EXERCISE :: Starting with the line that contains "Could you please drop a point on the chrome" and continuing through the end of the material, express every line as a JSON list of strings, one string per line, leaving out blank lines.

━━━━━━━━━━━━━━━━

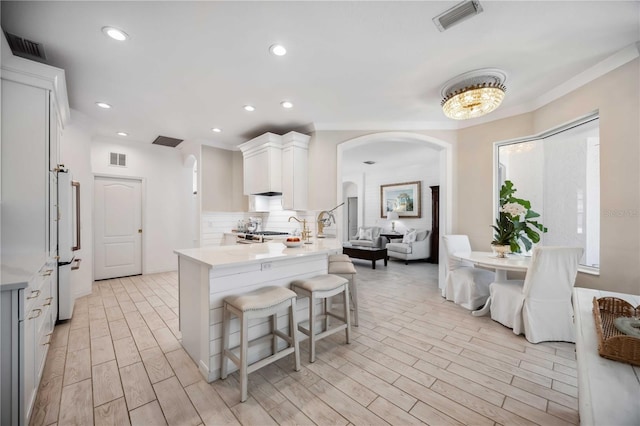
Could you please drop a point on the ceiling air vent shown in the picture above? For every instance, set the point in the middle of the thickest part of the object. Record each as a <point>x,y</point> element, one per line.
<point>26,48</point>
<point>167,141</point>
<point>117,159</point>
<point>457,14</point>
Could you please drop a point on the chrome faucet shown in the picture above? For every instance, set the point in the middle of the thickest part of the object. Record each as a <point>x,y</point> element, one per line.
<point>305,231</point>
<point>325,221</point>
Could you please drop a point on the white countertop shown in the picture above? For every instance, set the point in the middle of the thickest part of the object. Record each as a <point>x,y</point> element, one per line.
<point>217,256</point>
<point>16,271</point>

━━━━━━━━━━━━━━━━

WORKED SOLUTION ::
[
  "Could you please drop a point on the chrome faucet shown in the picture above? For every instance, set the point in the middle of the thickest part of the object. Record each as a <point>x,y</point> element, one per line.",
  "<point>305,231</point>",
  "<point>325,221</point>",
  "Could you please drop a point on the white countertop shown in the picture above? For every instance, set the point in the middle of the thickest part of the object. Record each as a <point>x,y</point> element, one per line.",
  "<point>217,256</point>",
  "<point>16,271</point>"
]